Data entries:
★ ★ ★ ★ ★

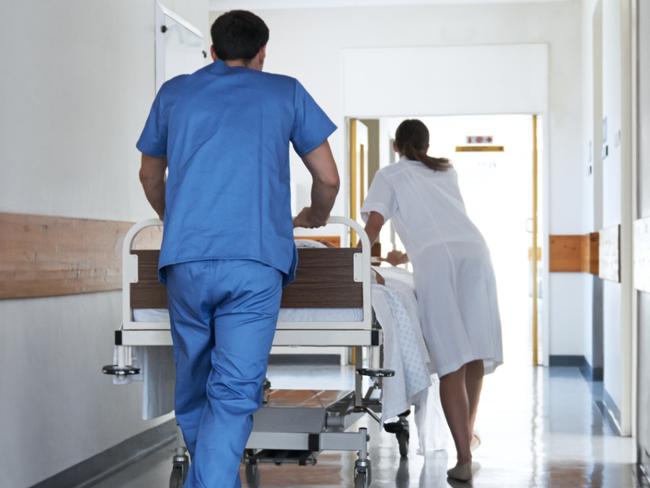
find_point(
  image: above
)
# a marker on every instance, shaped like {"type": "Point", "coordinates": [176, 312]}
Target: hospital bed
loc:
{"type": "Point", "coordinates": [329, 304]}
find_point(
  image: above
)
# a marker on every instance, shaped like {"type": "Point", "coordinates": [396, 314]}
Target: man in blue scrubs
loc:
{"type": "Point", "coordinates": [223, 135]}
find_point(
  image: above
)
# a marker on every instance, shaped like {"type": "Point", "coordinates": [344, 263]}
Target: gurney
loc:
{"type": "Point", "coordinates": [329, 304]}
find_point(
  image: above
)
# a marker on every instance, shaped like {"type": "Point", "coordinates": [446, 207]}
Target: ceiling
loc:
{"type": "Point", "coordinates": [291, 4]}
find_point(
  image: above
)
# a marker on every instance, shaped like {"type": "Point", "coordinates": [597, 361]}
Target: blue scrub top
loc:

★ ★ ★ ★ ★

Set task:
Reproduce every one of the lines above verbatim, omitting the pictures.

Exercise solution:
find_point(
  image: above
)
# a marker on every instance, shaped like {"type": "Point", "coordinates": [176, 312]}
Target: hospital bed
loc:
{"type": "Point", "coordinates": [329, 304]}
find_point(
  image: above
)
# a marker on every instance, shaped like {"type": "Point", "coordinates": [396, 314]}
Target: man in blue scrubs
loc:
{"type": "Point", "coordinates": [223, 135]}
find_point(
  image: above
)
# a marker on every instance, shaped like {"type": "Point", "coordinates": [344, 263]}
Target: gurney
loc:
{"type": "Point", "coordinates": [329, 304]}
find_point(
  image: above
)
# a marker on every instance, shaped like {"type": "Point", "coordinates": [446, 207]}
Target: ceiling
loc:
{"type": "Point", "coordinates": [291, 4]}
find_point(
  image: above
)
# a marker on every instance, shaped like {"type": "Point", "coordinates": [597, 361]}
Target: blue scrub top
loc:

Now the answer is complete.